Collected data
^^^^^^^^

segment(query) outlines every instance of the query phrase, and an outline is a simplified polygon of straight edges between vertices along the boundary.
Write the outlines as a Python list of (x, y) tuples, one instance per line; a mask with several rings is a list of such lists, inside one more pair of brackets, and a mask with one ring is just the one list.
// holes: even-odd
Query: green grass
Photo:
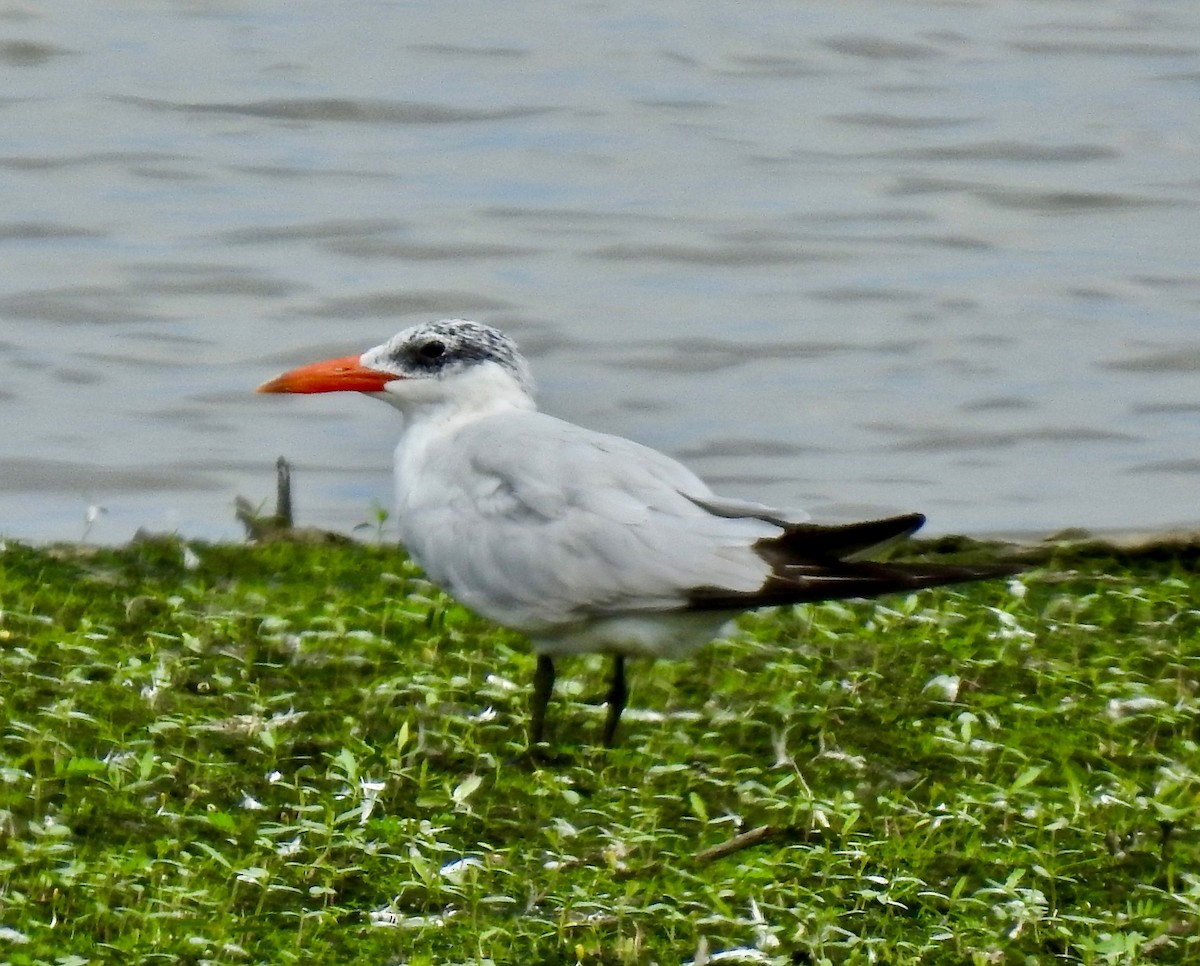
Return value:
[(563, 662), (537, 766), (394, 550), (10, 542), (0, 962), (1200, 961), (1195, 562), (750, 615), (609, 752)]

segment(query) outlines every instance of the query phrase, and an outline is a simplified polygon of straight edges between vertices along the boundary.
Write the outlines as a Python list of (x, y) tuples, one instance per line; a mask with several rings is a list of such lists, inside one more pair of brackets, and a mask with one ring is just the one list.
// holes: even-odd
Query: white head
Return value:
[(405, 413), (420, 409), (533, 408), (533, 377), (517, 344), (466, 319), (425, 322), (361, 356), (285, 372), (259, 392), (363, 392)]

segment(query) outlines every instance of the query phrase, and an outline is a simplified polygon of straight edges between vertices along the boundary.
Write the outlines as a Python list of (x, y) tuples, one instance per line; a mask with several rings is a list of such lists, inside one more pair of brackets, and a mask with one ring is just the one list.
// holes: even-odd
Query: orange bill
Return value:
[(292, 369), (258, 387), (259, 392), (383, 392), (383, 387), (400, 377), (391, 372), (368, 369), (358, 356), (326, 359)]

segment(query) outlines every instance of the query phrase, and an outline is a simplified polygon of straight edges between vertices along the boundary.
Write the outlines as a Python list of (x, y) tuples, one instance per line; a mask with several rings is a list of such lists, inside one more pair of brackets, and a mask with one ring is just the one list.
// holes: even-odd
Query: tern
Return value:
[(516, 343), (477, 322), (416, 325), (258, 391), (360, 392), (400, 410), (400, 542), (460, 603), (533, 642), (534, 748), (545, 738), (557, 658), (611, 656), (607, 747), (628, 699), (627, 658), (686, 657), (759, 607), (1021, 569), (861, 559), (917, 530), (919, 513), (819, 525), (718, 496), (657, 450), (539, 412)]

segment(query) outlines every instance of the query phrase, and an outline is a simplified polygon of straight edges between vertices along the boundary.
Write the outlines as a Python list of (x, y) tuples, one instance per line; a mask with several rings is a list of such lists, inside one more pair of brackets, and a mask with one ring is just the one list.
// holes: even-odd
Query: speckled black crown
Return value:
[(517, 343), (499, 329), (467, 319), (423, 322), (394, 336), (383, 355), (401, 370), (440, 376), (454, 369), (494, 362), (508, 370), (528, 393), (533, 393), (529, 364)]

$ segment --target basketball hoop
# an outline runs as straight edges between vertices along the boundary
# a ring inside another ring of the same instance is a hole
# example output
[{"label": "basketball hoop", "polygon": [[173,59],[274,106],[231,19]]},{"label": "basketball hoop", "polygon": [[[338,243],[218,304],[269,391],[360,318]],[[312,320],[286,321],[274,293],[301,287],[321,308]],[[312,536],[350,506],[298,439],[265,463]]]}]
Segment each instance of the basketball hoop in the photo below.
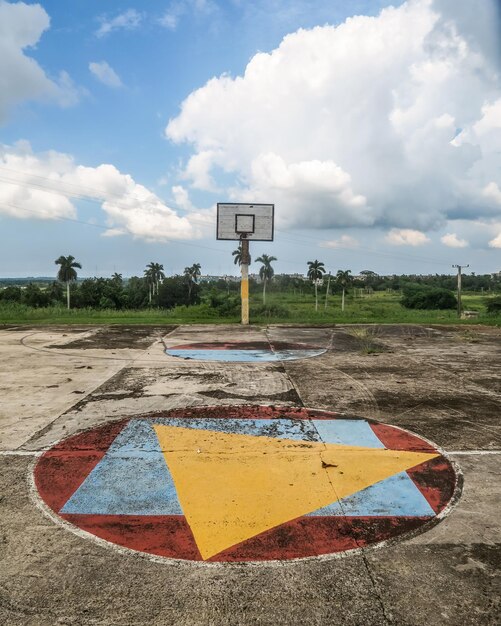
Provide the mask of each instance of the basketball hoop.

^^^^^^^^

[EXERCISE OBJECTIVE] Pictures do not go in the copy; print every entry exactly as it stands.

[SOLUTION TO THE PROBLEM]
segment(query) outlines every instance of the query phrase, and an outline is a simplified polygon of straight edges between vertices along the boundary.
Write the outlines as a Python list of (x, y) tuples, one instance per line; a mask with several rings is a list of such lists, inside one more pair of brackets, and a mask with one ring is just the one list.
// holes: even-odd
Query: green grass
Photo:
Return value:
[(563, 662), (537, 766), (394, 550), (10, 542), (0, 962), (1200, 961), (1195, 562), (750, 615), (609, 752)]

segment(query) outlines every instance of the query phrase, and an outline is a simplified polygon of straight edges between vertices along the boundary.
Write the outlines as a Python list of (x, y) tuples, one instance per line; a mask with several rings is a list of such lists, inside one more pair of brackets, and a mask with one ring is just the one list.
// holes: even-odd
Query: white head
Return value:
[(405, 413), (420, 409), (533, 408), (533, 377), (517, 344), (466, 319), (425, 322), (361, 356), (285, 372), (259, 392), (363, 392)]

segment(query) outlines every instance of the query phrase, and an outline is a simplified polygon of straight edges between vertices along the boundary.
Write the outlines as a Python list of (x, y) tuples, one instance per line; a mask with several rings is a list of such lists, inside one more pair of brackets, and a mask with one ring is just the one list.
// holes: even-odd
Query: orange bill
Return value:
[(292, 369), (258, 387), (259, 392), (383, 392), (383, 387), (400, 377), (391, 372), (368, 369), (358, 356), (326, 359)]

segment(query) outlines every instance of the query phrase, and an outline is a simplified polygon of straight edges between vertices along the boundary.
Write the outlines as a Python list of (x, y) tuples, one instance per line; a mask with several rings is a list of such lists, inside one more pair of brackets, and a mask with one ring is just the one list.
// holes: even-odd
Query: tern
Return value:
[(516, 343), (477, 322), (416, 325), (258, 391), (360, 392), (400, 410), (400, 542), (460, 603), (533, 642), (534, 748), (545, 738), (557, 658), (611, 656), (607, 747), (628, 699), (627, 658), (686, 657), (759, 607), (1021, 569), (861, 559), (917, 530), (919, 513), (819, 525), (718, 496), (657, 450), (539, 412)]

segment(query) outlines every instance of the query phrase, and an outline is a simplified polygon of straight edges between vertices along the boundary.
Write the outlines as a Python list of (x, y) tuples, one instance per line; a mask with several rings is a list of such lists, inside one more pair of brackets, and a mask with one ring is just the one list.
// holes: even-odd
Query: speckled black crown
Return value:
[(517, 343), (499, 329), (467, 319), (423, 322), (394, 336), (383, 355), (401, 370), (440, 376), (454, 369), (494, 362), (508, 370), (528, 393), (533, 393), (529, 364)]

$ segment --target basketball hoop
# an outline runs as straight edges between vertices along the boundary
# a ring inside another ring of the same instance is a hole
# example output
[{"label": "basketball hoop", "polygon": [[173,59],[274,106],[231,19]]},{"label": "basketball hoop", "polygon": [[[338,243],[218,304],[269,391],[360,318]],[[312,320],[286,321],[274,293],[301,287],[321,308]],[[312,536],[350,506],[298,439],[265,463]]]}]
Segment each instance of the basketball hoop in the photo below.
Provide the mask of each instance of the basketball hoop.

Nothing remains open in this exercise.